-- Opdracht --
Herhaal woord voor woord het stuk uit de items hieronder dat begint bij de regel met "point: blue information" en eindigt bij de regel met "column 63, row 118". Beide regels horen erbij.

-- Aangeleverd materiaal --
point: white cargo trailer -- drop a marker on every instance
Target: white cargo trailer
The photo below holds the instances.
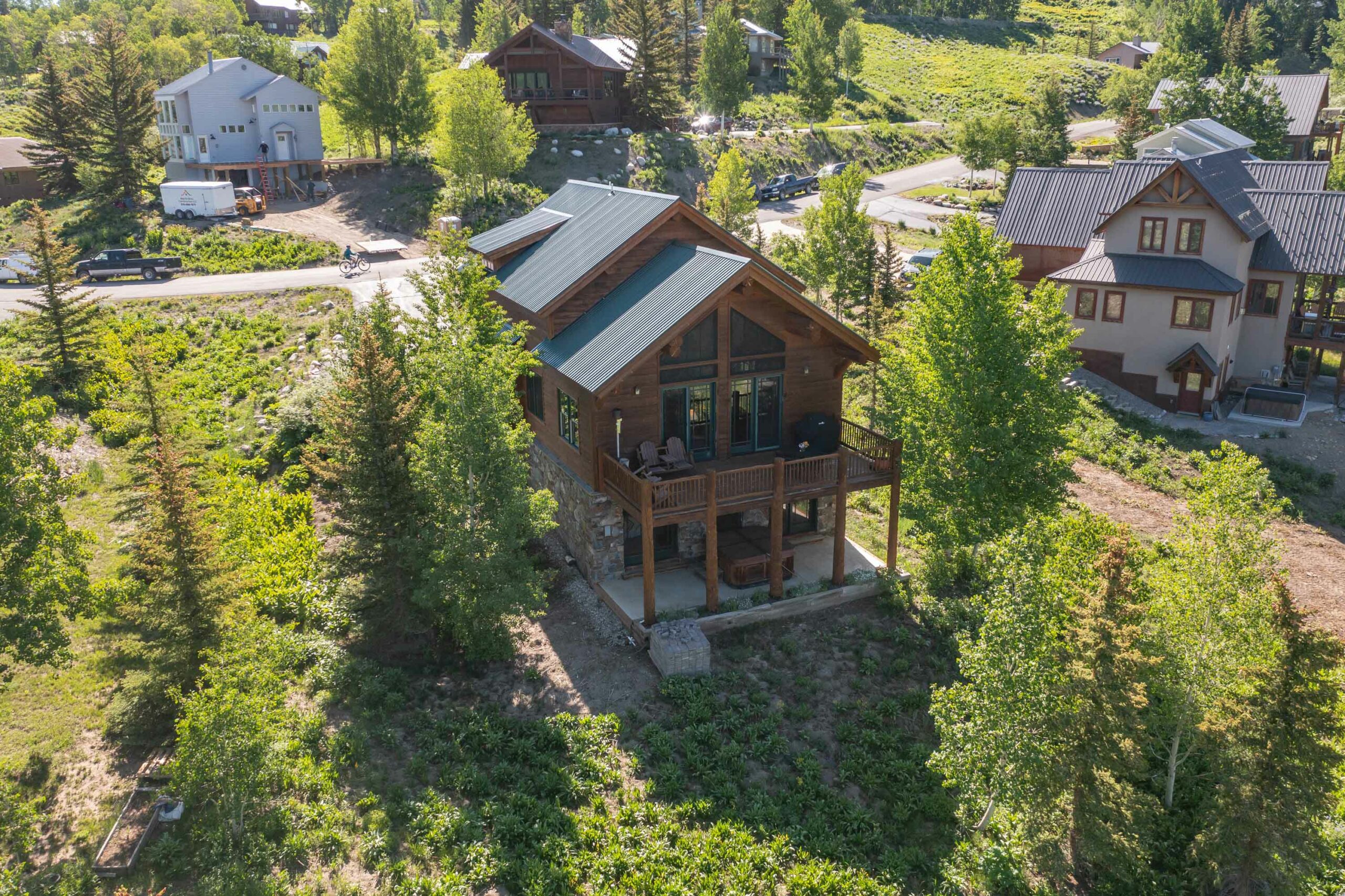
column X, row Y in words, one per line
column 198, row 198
...
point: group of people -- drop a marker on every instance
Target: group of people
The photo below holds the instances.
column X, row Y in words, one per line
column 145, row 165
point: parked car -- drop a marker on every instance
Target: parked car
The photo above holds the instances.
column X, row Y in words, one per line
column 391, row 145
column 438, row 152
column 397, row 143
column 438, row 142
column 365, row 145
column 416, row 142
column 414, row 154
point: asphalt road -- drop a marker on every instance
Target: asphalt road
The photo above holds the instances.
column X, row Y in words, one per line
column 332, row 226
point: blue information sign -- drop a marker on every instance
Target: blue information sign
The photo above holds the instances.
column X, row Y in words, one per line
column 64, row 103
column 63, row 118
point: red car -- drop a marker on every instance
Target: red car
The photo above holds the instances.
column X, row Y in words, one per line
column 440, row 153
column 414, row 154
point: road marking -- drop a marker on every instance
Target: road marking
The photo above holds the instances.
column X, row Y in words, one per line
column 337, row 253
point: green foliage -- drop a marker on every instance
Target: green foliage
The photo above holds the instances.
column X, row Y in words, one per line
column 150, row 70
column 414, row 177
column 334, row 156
--
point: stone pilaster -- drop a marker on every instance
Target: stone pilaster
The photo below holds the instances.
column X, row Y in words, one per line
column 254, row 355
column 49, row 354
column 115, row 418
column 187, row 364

-- Antwoord --
point: blue information sign -- drop a marker on every instance
Target: blue information sign
The photo above holds the instances.
column X, row Y in words, one per line
column 64, row 103
column 63, row 118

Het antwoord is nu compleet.